EXERCISE AIM »
Each line of the records below that includes "before" adds one to the count; state the final count by itself.

RECORDS SUPPLIED »
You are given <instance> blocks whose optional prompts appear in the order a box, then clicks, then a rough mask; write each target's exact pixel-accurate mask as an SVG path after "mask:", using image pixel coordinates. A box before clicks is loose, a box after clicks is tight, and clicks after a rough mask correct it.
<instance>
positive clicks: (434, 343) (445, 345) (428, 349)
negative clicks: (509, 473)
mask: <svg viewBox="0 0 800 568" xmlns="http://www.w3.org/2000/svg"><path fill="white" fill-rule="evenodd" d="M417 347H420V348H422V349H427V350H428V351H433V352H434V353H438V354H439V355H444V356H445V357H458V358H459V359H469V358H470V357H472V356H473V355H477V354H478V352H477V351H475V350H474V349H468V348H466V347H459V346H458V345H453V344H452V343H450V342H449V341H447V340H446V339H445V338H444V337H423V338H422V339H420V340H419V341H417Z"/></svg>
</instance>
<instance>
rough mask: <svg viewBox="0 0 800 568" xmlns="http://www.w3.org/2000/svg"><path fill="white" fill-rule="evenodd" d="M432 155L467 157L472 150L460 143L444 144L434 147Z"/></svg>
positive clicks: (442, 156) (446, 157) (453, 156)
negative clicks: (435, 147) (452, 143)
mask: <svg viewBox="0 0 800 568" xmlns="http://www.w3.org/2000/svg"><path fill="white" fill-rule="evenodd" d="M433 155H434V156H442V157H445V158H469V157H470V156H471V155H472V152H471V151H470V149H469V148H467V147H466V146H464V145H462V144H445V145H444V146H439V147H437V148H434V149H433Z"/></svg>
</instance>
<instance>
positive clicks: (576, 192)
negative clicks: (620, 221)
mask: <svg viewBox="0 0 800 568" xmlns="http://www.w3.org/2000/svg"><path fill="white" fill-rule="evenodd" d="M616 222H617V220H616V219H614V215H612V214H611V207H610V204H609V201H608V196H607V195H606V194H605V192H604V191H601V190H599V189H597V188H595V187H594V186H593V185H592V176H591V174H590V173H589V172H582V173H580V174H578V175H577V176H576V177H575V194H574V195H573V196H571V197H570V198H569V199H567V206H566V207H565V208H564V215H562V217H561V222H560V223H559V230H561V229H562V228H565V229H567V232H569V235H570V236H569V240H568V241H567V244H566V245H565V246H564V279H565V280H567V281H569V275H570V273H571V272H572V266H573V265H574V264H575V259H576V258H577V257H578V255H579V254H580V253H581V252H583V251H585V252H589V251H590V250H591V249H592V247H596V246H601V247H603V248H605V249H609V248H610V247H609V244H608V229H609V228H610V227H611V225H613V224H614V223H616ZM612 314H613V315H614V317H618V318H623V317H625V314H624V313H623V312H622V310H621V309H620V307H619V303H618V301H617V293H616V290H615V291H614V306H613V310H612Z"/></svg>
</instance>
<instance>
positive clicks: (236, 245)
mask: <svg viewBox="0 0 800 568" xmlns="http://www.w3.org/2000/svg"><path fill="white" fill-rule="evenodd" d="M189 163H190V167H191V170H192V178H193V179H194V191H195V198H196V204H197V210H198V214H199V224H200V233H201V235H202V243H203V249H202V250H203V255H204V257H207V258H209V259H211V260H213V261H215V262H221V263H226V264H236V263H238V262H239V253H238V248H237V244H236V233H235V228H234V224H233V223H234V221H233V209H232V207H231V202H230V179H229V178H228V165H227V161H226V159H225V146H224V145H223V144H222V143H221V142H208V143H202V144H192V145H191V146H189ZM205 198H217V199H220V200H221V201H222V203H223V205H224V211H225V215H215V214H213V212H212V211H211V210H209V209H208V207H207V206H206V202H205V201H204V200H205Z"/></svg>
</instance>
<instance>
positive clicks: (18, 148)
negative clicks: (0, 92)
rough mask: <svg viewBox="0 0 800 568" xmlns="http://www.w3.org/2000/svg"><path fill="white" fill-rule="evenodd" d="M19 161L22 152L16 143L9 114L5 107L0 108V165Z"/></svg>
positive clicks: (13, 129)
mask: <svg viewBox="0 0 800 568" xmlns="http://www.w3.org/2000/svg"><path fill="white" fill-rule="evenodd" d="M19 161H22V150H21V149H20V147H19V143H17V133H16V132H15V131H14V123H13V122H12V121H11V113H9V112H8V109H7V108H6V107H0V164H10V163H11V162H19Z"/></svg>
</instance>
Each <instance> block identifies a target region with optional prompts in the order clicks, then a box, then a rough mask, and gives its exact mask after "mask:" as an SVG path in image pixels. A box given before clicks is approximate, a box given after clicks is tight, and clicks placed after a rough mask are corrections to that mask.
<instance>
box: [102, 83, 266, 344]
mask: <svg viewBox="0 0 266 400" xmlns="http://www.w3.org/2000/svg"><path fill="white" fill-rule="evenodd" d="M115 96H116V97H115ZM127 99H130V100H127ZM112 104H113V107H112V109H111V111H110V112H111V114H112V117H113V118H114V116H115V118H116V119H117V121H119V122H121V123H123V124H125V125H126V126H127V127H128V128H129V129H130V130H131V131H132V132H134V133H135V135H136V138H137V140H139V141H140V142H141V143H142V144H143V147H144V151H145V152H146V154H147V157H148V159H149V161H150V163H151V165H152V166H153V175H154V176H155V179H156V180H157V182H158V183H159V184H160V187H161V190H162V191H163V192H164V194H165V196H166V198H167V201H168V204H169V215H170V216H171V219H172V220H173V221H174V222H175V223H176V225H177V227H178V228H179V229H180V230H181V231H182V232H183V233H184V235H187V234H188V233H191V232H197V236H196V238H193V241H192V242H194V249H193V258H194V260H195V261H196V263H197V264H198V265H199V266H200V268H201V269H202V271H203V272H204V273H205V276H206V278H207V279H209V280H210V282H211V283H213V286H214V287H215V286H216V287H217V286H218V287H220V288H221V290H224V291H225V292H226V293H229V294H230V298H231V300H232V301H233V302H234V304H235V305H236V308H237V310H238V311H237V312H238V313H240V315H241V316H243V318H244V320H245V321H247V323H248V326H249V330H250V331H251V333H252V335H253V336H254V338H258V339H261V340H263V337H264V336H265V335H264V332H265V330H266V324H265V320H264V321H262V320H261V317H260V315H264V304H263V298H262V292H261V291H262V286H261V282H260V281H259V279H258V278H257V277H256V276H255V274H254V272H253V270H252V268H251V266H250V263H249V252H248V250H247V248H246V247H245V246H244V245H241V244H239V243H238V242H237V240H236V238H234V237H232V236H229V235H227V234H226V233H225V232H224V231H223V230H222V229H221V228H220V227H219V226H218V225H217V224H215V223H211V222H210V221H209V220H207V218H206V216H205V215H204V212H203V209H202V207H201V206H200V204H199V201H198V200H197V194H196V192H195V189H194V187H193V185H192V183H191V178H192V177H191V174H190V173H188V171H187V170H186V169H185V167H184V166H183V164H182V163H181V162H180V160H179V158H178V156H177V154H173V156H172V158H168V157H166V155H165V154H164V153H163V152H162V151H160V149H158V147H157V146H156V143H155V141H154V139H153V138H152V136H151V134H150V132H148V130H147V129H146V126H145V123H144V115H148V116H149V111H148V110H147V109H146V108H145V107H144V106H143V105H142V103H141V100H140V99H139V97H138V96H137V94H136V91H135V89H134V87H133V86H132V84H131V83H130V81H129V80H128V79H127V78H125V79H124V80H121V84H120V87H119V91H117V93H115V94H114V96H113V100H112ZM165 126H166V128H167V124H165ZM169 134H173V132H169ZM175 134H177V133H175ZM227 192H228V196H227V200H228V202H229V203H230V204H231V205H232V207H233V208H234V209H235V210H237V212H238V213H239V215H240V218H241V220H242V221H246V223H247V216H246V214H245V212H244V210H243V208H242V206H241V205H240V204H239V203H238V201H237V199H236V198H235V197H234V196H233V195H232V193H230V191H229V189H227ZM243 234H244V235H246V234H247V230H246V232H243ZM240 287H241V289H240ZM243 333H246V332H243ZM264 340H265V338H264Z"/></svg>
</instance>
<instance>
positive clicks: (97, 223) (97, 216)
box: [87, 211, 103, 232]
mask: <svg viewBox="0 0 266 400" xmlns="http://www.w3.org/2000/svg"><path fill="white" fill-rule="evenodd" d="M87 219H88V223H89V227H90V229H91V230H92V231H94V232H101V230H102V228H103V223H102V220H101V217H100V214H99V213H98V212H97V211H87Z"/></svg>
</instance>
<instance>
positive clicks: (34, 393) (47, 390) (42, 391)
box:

OUTPUT »
2